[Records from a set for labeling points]

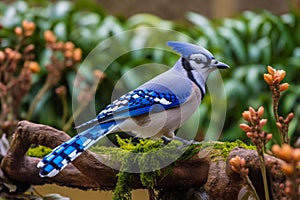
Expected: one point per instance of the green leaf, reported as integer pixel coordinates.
(55, 197)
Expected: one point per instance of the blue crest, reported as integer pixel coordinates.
(187, 49)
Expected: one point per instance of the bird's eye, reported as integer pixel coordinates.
(198, 58)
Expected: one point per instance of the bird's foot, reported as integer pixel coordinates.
(184, 141)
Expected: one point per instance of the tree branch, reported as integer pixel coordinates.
(87, 172)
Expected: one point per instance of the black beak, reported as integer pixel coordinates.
(221, 65)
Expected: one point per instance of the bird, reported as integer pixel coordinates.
(155, 109)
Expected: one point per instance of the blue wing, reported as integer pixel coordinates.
(135, 103)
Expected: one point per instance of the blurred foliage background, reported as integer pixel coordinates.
(247, 42)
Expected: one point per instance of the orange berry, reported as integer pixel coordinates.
(268, 78)
(271, 70)
(245, 127)
(18, 31)
(269, 136)
(286, 152)
(246, 116)
(77, 54)
(34, 67)
(68, 54)
(49, 36)
(2, 56)
(69, 46)
(283, 87)
(260, 111)
(262, 122)
(296, 155)
(287, 168)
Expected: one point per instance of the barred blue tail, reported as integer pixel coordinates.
(62, 155)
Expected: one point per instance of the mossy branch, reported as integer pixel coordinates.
(87, 172)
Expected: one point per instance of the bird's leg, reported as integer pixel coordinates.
(184, 141)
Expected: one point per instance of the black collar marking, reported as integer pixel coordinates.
(186, 65)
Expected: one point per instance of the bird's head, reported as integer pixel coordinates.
(197, 58)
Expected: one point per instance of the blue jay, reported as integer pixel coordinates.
(156, 108)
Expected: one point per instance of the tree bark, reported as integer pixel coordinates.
(87, 172)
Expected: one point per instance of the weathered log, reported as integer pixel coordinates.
(87, 172)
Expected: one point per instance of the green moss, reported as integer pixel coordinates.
(39, 151)
(147, 155)
(123, 187)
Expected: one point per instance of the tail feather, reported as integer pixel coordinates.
(62, 155)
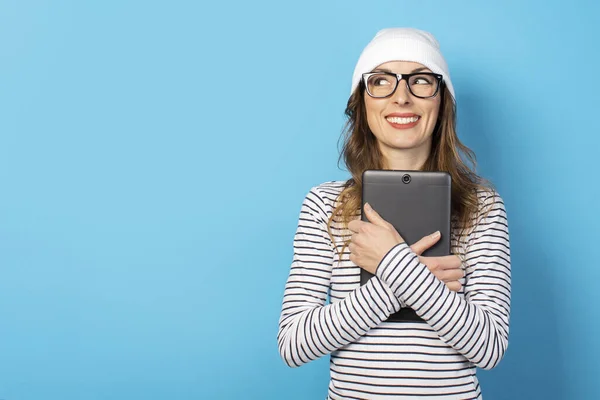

• _Exercise requirements_:
Change "integer pixel coordinates" to "whole-number pixel positions" throughout the listing above, leave everything else untouched, and omit the pictures.

• _Result of the task_:
Expected: one point per instance of the green leaf, reported as whole-number pixel positions.
(55, 197)
Expected: one point per instance of the blue crest, reported as whole-number pixel positions.
(187, 49)
Expected: one point per instance of the bird's eye, reported as whole-number pixel positions.
(198, 58)
Expected: one point per instance of the bird's foot, reported as whole-number pixel positions.
(184, 141)
Expected: one point per instance of the tree branch, reported as whole-number pixel positions.
(87, 172)
Expected: one point per instance of the black beak, reported as whole-number pixel positions.
(221, 65)
Expected: one point per instance of the bird, reported as whole-number pixel positions.
(155, 109)
Expected: one point per instance of the blue wing, reported as whole-number pixel positions.
(135, 103)
Expected: one point per instance of the blurred foliage background, reported as whole-number pixel positions.
(247, 42)
Expected: one point per instance of the orange berry, reported as whole-number pixel positions.
(268, 78)
(271, 70)
(245, 127)
(18, 31)
(269, 136)
(286, 152)
(246, 116)
(77, 54)
(34, 67)
(68, 54)
(49, 36)
(2, 56)
(69, 46)
(283, 87)
(260, 111)
(262, 122)
(296, 155)
(287, 168)
Expected: one point per instance of the barred blue tail, reported as whole-number pixel positions.
(62, 155)
Expected: one point per instance of the mossy branch, reported as whole-number pixel positions.
(87, 172)
Expected: one point per instance of the bird's leg, reported as whole-number pixel positions.
(184, 141)
Expected: one point per instance of the black collar marking, reported as whole-number pixel positions.
(186, 65)
Expected: one point per instance of the bird's head, reported as whole-number pixel positions.
(197, 58)
Expected: one point per instance of the blue jay, reported as whole-number pixel positions.
(156, 108)
Expected: one point per instance of the tree bark, reported as whole-number pixel positions.
(87, 172)
Expected: one point per instance of the weathered log, reported as whole-number pixel positions.
(87, 172)
Expected: one point per instance of the green moss, reported as whole-number pixel positions.
(39, 151)
(147, 155)
(123, 187)
Expected: one point per instance of the tail feather, reported as whole-number pixel positions.
(62, 155)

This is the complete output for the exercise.